There are numerous routes by which resistant bacteria and resistance genes are spread to and from humans, one being the food chain.
The NoResist project will seek to obtain knowledge on persistence and spread of antimicrobial resistance in the Norwegian food production chain that can be used to prevent, reduce or inhibit such resistance. The prime focus of the project will be on the poultry production chain, which currently is associated with the most serious challenges of antimicrobial resistant bacteria, e.g. extended spectrum betalactamase (ESBL) producing bacteria. The project also addresses the concerns related to the use of coccidiostats like narasin as feed additives.
The Project will identify risk factors for resistance development and spread throughout the production chain. In 2016 all Norwegian broiler farms were sampled repeatedly for the presence and possible persistence of isolates resistant to extended spectrum cephalosporins (ESC). The isolates are being studied and compared with isolates from earlier years, as well as from other compartments in the production chain. Furthermore, work on mechanisms and drivers for transfer of resistance genes in various compartments has started. Biofilm forming abilities of resistant E. coli are being been studied to elucidate the importance of survival and reservoirs in production environments.

Exercise data:
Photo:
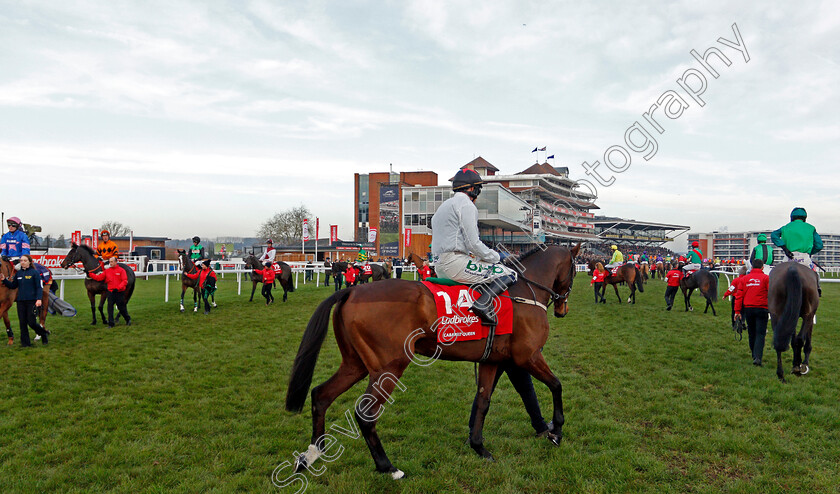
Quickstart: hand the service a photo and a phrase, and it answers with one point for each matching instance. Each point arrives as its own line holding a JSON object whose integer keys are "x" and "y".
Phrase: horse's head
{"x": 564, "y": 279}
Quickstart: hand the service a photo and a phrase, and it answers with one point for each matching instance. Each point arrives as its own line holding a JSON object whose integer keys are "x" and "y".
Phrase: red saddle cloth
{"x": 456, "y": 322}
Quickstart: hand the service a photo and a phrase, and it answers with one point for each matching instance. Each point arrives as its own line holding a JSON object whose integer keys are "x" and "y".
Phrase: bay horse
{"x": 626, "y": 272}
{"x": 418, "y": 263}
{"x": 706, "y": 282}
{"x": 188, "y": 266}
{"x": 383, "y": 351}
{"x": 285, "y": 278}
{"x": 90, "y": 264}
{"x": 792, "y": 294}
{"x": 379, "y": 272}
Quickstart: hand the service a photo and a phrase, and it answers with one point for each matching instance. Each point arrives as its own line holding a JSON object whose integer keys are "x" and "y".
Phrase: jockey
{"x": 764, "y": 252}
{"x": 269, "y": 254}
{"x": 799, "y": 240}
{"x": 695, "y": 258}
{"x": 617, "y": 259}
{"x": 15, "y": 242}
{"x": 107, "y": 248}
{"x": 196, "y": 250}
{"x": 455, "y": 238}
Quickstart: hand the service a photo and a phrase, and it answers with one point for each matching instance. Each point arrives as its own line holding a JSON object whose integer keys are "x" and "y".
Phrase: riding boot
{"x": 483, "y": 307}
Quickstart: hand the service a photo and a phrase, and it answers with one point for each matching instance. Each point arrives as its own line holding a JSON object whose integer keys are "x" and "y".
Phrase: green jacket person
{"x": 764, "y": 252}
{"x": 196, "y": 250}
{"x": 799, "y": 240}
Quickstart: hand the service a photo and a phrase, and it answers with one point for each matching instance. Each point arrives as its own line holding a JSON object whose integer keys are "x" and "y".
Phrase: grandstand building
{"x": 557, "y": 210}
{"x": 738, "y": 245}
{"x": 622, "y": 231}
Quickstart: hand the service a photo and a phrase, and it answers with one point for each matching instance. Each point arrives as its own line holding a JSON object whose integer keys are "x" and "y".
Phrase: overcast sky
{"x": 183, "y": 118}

Work instruction 1:
In the passage on the NoResist project, which production chain is the project's prime focus?
Work instruction 2:
Continue the passage on antimicrobial resistance in Norwegian food production, starting after its last sentence.

Task answer 1:
The poultry production chain.

Task answer 2:
In addition, studies on effect of disinfectants on resistant bacteria in biofilm will be performed.
Studies on possible resistance gene reservoirs in environmental bacteria have also started by isolate collection, identification and resistance testing. The gene encoding narasin resistance has been identified in enterococci from Norwegian broiler flocks. This facilitates studies on the possible changes in the prevalence of this resistance form after the farmers stopped using narasin as a feed additive.
NoResist project partners are the Norwegian Veterinary Institute, Norwegian University of Life Sciences, Nofima and Norwegian Institute of Public Health. The Project will cooperate with the poultry industry through their organization Animalia, and internationally with University of Utah and the Technical University of Denmark. Two postdoc students is part of the project.